1 Timothy 1:12-17 "The Gospel Reveals Christ"
“I thank Christ Jesus our Lord, who has strengthened me, because He considered me faithful, putting me into service, even though I was formerly a blasphemer and a persecutor and a violent aggressor. Yet I was shown mercy because I acted ignorantly in unbelief; and the grace of our Lord was more than abundant, with the faith and love which are found in Christ Jesus. It is a trustworthy statement, deserving full acceptance, that Christ Jesus came into the world to save sinners, among whom I am foremost of all. Yet for this reason I found mercy, so that in me as the foremost, Jesus Christ might demonstrate His perfect patience as an example for those who would believe in Him for eternal life. Now to the King eternal, immortal, invisible, the only God, be honor and glory forever and ever. Amen.”
So often we come to a passage of Scripture and fail to see, or even look for, the connection between one set of verses and the next. We read Scripture like we would read a fortune cookie; one line at a time, completely independent from the previous line or the upcoming line. Yet the Bible is not like that. Every book of the Bible was written by a real human author who was addressing a real human audience in his own day. First Timothy is no different.
Let’s do a bit of review:
Paul is in the middle of giving Timothy very explicit orders for his mission at the church in Ephesus. Beginning in v. 3 Paul gave one specific order: Instruct the false teachers. There are certain men in or around Ephesus who are teaching a different use of Scripture and are guided by myths and genealogies. Instruct them to stop it.
The essence of their unorthodox (a polite term for heretical) teaching was a misappropriation of the Mosaic Law. The law is not a code upon the redeemed to govern their lives, which will become a burden. The law is designed for the reprobate in order to reveal the holiness of God so that the reprobate might repent. These false teachers must stop preaching a message that cannot save and will only frustrate the spiritual vitality of those who are already redeemed.

-*-*-

*Exercise tasks*:
1. Answer these questions from the sermon excerpt:
(a) In the quoted verses, what three things does the speaker say he formerly was?
(b) The excerpt says we often read Scripture as we would read what?
(c) In what city is the church where Timothy has his mission?
2. Reproduce the part of the sermon excerpt starting at "Let’s do a bit" and ending at "to stop it." word for word.
3. Render this sentence from the sermon excerpt in Spanish: "Every book of the Bible was written by a real human author who was addressing a real human audience in his own day."

*Stored data*:

-*-*-

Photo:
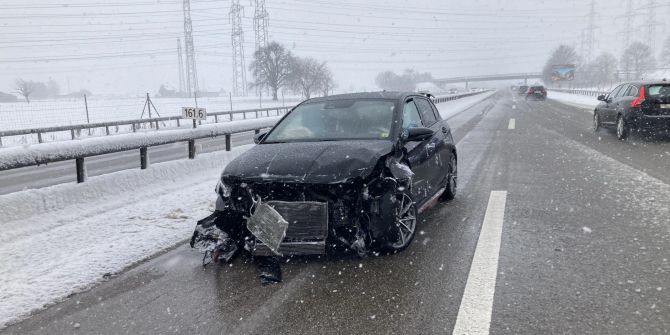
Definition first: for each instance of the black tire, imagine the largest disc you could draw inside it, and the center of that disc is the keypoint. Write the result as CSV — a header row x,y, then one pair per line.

-*-*-

*Expected results*:
1.
(a) A blasphemer, a persecutor and a violent aggressor.
(b) A fortune cookie.
(c) Ephesus.

2.
Let’s do a bit of review:
Paul is in the middle of giving Timothy very explicit orders for his mission at the church in Ephesus. Beginning in v. 3 Paul gave one specific order: Instruct the false teachers. There are certain men in or around Ephesus who are teaching a different use of Scripture and are guided by myths and genealogies. Instruct them to stop it.

3. Cada libro de la Biblia fue escrito por un autor humano real que se dirigía a un público humano real en su propia época.